__Work to be completed__: The answer must be an exact copy of the lines from the one containing "silhouetted structure" through the final line of the material, both included, and nothing else.

__Material for this task__:
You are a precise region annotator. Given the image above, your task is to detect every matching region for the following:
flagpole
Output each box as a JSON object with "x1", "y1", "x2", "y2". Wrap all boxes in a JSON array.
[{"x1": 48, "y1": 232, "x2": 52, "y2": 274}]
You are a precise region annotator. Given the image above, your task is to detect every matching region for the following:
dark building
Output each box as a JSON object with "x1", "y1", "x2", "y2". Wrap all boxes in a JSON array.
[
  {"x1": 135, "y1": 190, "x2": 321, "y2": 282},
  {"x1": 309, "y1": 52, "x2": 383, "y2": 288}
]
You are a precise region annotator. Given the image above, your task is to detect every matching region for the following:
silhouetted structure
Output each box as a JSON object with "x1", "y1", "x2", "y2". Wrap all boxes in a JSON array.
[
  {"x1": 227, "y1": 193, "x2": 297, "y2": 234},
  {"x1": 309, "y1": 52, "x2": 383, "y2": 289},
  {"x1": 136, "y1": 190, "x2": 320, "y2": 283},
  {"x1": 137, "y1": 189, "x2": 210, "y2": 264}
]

__Task response__:
silhouetted structure
Output each box as a JSON object with "x1", "y1", "x2", "y2". Wrap all boxes in a JSON array.
[
  {"x1": 227, "y1": 193, "x2": 297, "y2": 234},
  {"x1": 309, "y1": 52, "x2": 383, "y2": 289},
  {"x1": 136, "y1": 190, "x2": 320, "y2": 283},
  {"x1": 137, "y1": 189, "x2": 210, "y2": 264}
]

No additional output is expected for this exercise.